**CHALLENGE**: Count the lines in the data below that contain the word "white", and give only that number.

(Dataset entries)
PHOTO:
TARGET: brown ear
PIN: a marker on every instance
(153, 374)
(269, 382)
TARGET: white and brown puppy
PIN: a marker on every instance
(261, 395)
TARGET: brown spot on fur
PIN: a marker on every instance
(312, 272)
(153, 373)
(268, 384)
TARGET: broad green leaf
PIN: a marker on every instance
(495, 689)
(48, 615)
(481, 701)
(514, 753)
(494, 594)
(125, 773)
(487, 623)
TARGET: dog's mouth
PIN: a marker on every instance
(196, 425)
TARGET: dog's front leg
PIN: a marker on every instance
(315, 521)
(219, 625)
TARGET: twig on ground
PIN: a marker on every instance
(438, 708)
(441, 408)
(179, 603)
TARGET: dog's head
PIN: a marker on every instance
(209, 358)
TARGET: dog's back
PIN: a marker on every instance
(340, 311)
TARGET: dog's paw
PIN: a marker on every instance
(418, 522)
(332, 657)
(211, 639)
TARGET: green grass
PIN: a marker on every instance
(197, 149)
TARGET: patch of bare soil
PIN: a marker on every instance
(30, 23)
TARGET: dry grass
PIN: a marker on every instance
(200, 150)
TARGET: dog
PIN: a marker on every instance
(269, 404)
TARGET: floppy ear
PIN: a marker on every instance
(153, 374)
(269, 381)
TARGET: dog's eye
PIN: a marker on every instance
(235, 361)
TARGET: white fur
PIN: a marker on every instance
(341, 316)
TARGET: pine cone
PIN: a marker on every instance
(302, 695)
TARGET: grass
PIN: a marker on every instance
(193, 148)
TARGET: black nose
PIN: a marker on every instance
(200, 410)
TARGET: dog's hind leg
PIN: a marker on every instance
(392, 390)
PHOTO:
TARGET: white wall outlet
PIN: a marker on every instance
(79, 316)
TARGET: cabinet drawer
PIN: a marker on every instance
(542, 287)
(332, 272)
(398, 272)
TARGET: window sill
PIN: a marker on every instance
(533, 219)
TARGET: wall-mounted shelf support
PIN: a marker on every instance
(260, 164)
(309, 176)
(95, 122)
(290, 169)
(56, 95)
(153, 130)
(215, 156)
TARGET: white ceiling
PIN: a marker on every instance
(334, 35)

...

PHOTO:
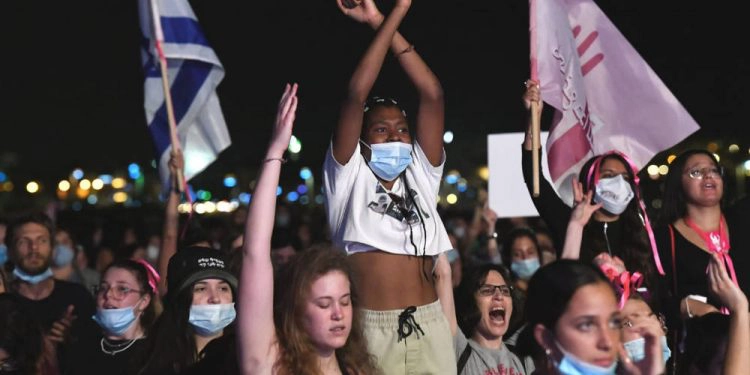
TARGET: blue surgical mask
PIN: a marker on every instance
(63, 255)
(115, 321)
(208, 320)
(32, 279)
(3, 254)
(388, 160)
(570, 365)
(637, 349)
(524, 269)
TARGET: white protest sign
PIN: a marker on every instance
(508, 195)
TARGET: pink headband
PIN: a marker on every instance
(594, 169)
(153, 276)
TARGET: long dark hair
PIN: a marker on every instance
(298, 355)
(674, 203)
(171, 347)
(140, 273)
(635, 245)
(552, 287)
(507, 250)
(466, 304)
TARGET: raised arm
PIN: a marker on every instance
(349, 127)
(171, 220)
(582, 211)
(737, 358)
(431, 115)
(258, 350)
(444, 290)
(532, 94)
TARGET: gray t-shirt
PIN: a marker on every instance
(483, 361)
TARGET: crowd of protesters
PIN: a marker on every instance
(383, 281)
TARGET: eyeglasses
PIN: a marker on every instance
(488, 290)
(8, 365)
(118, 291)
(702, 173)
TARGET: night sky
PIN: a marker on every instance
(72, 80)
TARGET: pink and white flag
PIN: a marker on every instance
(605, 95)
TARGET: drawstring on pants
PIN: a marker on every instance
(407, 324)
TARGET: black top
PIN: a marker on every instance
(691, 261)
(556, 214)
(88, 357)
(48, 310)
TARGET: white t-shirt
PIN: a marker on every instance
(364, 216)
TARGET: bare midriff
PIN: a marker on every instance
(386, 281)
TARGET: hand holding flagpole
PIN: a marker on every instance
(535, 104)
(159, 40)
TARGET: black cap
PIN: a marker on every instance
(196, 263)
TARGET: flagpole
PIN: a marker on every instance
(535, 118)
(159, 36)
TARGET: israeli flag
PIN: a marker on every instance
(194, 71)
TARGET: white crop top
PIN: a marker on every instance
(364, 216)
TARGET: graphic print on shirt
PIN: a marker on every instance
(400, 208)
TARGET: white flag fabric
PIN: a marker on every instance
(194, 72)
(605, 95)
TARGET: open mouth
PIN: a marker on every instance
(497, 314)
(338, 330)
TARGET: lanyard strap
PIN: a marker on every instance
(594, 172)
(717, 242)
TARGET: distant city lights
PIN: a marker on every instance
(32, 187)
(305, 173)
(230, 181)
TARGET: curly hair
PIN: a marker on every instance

**FULL OUTPUT**: 9